* _Your objective_
Rewrite all of the material below, replacing every "in this photo" with "in this image" and keeping everything else the same. Omit the pictures from your version.

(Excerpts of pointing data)
○ ○ ○ ○ ○

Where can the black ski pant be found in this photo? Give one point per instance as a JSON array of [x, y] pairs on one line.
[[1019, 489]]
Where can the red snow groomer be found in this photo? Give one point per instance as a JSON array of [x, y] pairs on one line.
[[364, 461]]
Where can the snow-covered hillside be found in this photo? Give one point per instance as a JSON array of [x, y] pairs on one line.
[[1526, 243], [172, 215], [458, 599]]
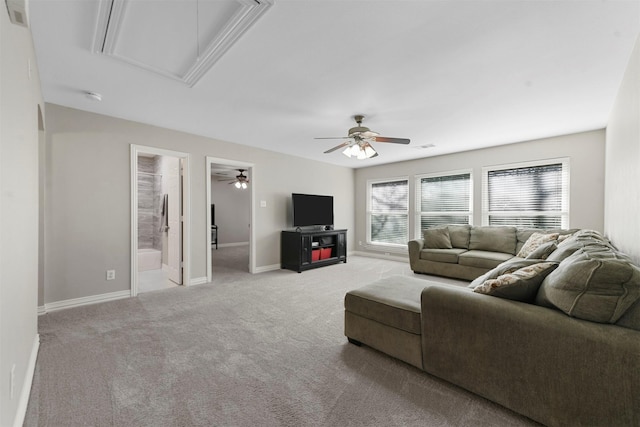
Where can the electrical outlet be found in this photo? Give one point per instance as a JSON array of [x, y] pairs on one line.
[[12, 380]]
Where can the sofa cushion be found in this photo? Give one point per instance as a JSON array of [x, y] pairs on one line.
[[631, 318], [506, 267], [596, 283], [483, 259], [543, 251], [520, 285], [436, 238], [459, 235], [535, 241], [441, 255], [493, 239], [392, 301]]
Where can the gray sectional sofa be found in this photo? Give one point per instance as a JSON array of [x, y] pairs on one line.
[[555, 339], [466, 252]]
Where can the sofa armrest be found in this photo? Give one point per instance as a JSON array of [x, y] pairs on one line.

○ ○ ○ ○ ○

* _Solution to this exercise_
Where can the black ski pant be found in this image? Give one point per instance as a JSON array of [x, y] pairs on one line.
[[1019, 489]]
Where can the red snow groomer be found in this image? Give one point per instance as a JSON array of [x, y] pairs on one line.
[[364, 461]]
Where can the snow-covered hillside be found in this image? Give one point per instance as a JSON array of [x, y] pairs on one line.
[[1526, 243], [172, 215], [458, 599]]
Where can the electrical outlet be found in this image? Give one point per instance as a JSON array of [x, y] pairs on one line.
[[12, 380]]
Where can the sofa cushion be found in this image? Give one point per instance as a JSON array of [x, y] pairs on one line.
[[631, 318], [506, 267], [596, 283], [483, 259], [543, 251], [520, 285], [436, 238], [459, 235], [535, 241], [441, 255], [493, 239], [392, 301]]
Where can the gray sectional sofa be found in this image? Give one point per instance as a JSON array of [x, y] pairs on one line.
[[555, 339], [466, 252]]
Where can the sofa armrest be found in this image? Give one point per instance as a JSON array of [x, y] pairs on one line.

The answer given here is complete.